## Begin Document excerpt

Like, what? One of the people who played the munchkin said, like, we didn't get paid enough to get drunk every night. Like, we didn't have any money. And by the time these claims came out, most of these people were dead. So they can't refute. They did, it did lead to the creation of a little people activist group. They all became friends and formed lifelong friendships. I would imagine at that time it would have been hard to find other little people. It's not like you have Facebook groups or like the internet to like connect, you know. It's true. It led to the formation of Midgets of America Advocacy Group, now known as Little People of America. It's still around today. And then one of the biggest rumors, the suicide. You know about that one. So it alleges that one of the munchkins killed themselves, and you can see them swinging in the background after they hung themselves. This is false. It is likely a bird, an emu that was on set. There was live birds. You can see the live birds that were like walking around, and it seems like it was a shadow cast by an emu.

SPEAKER_01

So really it was emu.

SPEAKER_00

An emo, yeah.

SPEAKER_01

Emu's are having their moment in pop culture.

SPEAKER_00

Really?

SPEAKER_01

Emu, emu, and Doug?

SPEAKER_00

I don't know what that is.

SPEAKER_01

You don't know the the the insurance?

SPEAKER_00

Um, yeah, yeah, yeah, yeah. Yep, yep, yep, yep, yep. I got you, I got you. So now I'm gonna throw it over to you, and we're gonna talk about the political ties to the Wizard of Oz.

SPEAKER_01

Okay, so around 1900, there is like a populist movement, an American populist movement, and there's this huge debate over the the gold standard versus silver-backed currency. And farmers and workers, industrial workers of all kinds are gathering together. Almost like feels socialists, feels it's just like a labor party thing, like for the people. The people want silver.

SPEAKER_00

Well, pretty much like anytime they talked about like unionizing or anything at this point in history, they were considered commies, right? A hundred percent.

SPEAKER_01

And and it almost feels like, you know, admittedly, it almost feels like you are talking about sort of it feels very like Russian, right? Yeah. During the the Bolshevik Revolution, like talking about like the workers' uprising, which in and of itself is not a bad thing. It's like, you know, communism has its its serious flaws. Because like in like you when you think about like communism, it's like your family is a communist sort of society, and there's becomes difficulties when you put it because people are become corrupted. So someone's always gonna be in charge, someone's always gonna be corrupt. Whatever.

SPEAKER_00

I think anything's bad if it gets too extreme, but I think that there's a lot of good ideas in communism.

## End Document excerpt
## Begin Material

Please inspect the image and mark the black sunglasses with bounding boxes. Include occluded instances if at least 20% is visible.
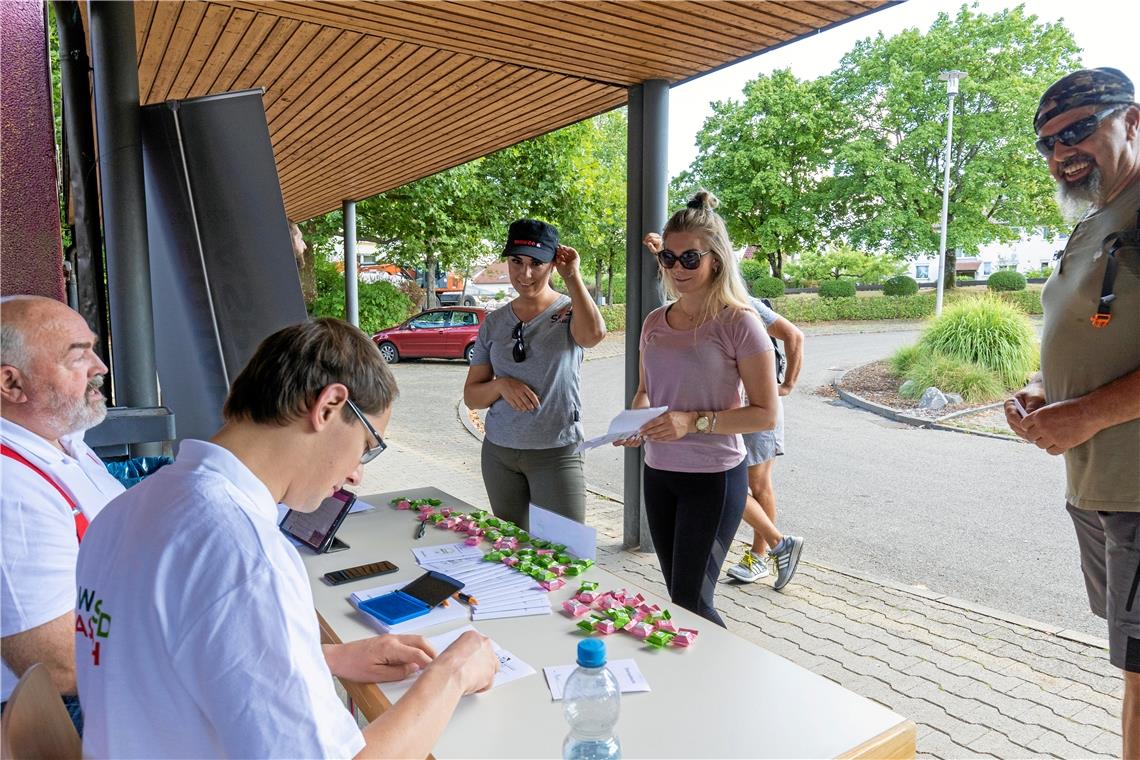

## End Material

Given instruction 1
For the Wizard of Oz transcript, decide whether each statement below agrees with it, answering yes or no and quoting the words that settle it. (a) The advocacy group that formed is still around today. (b) The shadow in the background was cast by a crew member. (c) Around 1900, a debate arose over the gold standard versus silver-backed currency.
Given instruction 2
Carry on the Wizard of Oz transcript from the point where it stops.

Task answer 1
(a) Yes: "It's still around today."
(b) No: "it seems like it was a shadow cast by an emu."
(c) Yes: "there's this huge debate over the the gold standard versus silver-backed currency."

Task answer 2
SPEAKER_01

Yeah, okay. We can we're not in danger of being names, so we're not worried about it. The yellow brick road, I am not a communist. The yellow brick road represents the gold standard, which you know populists would say is a dangerous path. And maybe they were right. The silver shoes, obviously, they are Ruby famously in the movie, uh, were originally silver, and that sort of re represented this free silver movement where farmers and workers were thought that everyone should have access to money. And so, like when Frank Baum is uh populist, and when he's writing this, he's thinking it's like an allegory for this whole sort of era, which I always think is fascinating. Like 1984, or not even 1984. Uh, we can stick with Orwell though, like Animal Farm, where it's like, this is a cool little story on its own, but then it's talking about in that case communism. Also, actually, you know what? The crucible was talking about communism too, but also an allegory. It's cool when you can make a cool story and sort of have this like underlying message at the same time.

SPEAKER_00

It just Yeah, like when you're reading it in seventh grade, it like is great on its own. But then wow, there's actually something else to it.

SPEAKER_01

Yeah, yeah, which is very cool. So um Dorothy represents the innocent, straightforward, every man, although she's a woman. Yeah, you know, your typical Midwestern Americana values.

SPEAKER_00

Yeah, and I was thinking how she's like her whole thing is you know, the power to change was hers all along.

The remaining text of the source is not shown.